WHAT TO DO =
Please copy the lines from the line with "# Trace the outline of every instance of the browned" up to and including the line with "393 190 L 402", swapping "crab cake" for "fish cake" and leaving all else unchanged.

PROVIDED INFORMATION =

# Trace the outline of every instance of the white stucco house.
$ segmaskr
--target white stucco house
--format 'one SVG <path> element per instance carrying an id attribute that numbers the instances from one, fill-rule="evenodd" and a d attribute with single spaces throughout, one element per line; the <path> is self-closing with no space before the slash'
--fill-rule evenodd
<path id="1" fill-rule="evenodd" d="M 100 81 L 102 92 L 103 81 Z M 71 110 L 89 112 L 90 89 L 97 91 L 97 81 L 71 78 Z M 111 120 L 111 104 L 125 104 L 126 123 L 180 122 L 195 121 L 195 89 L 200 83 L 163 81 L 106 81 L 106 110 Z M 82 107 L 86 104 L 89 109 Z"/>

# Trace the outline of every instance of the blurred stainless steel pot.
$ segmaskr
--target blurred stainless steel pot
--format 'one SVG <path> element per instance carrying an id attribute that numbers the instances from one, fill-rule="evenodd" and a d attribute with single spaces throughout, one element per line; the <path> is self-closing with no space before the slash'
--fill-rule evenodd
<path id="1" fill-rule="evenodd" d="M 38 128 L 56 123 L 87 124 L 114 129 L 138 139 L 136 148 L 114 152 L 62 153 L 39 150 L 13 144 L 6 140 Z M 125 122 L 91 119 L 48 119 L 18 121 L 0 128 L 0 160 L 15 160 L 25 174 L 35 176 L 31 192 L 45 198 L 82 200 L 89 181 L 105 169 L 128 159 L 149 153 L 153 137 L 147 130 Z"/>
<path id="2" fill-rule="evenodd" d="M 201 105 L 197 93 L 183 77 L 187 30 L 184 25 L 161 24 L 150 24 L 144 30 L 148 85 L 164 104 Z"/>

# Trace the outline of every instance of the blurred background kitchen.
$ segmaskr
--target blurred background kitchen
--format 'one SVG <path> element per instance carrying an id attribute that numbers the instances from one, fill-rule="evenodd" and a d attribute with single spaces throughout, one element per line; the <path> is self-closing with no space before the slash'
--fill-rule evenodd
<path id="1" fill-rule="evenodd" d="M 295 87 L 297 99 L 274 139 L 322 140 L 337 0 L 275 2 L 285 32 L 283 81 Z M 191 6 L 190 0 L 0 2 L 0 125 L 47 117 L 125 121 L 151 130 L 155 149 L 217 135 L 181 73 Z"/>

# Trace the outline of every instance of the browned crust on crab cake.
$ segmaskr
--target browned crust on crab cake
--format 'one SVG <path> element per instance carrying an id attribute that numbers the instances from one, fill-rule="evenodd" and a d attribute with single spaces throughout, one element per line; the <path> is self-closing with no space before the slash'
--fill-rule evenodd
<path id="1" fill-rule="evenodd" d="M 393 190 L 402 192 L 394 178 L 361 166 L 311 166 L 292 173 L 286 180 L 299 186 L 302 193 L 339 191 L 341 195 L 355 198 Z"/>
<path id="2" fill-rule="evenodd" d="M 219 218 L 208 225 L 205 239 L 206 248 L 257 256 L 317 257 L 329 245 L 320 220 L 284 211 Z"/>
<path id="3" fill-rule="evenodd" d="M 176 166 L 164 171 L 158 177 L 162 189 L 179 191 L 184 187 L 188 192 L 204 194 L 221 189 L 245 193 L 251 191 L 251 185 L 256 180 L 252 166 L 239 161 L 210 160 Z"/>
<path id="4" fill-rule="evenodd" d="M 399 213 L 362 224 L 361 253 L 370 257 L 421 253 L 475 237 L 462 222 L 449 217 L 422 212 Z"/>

TASK SOLUTION =
# Trace the outline of every instance of the browned crust on fish cake.
$ segmaskr
--target browned crust on fish cake
--format 'one SVG <path> element per instance carrying an id attribute that numbers the instances from one, fill-rule="evenodd" and a d attribute with single spaces throughout, one element per line; the <path> is self-closing with no space before the slash'
--fill-rule evenodd
<path id="1" fill-rule="evenodd" d="M 393 190 L 402 192 L 394 178 L 361 166 L 311 166 L 292 173 L 286 180 L 299 186 L 302 193 L 339 191 L 341 195 L 355 198 Z"/>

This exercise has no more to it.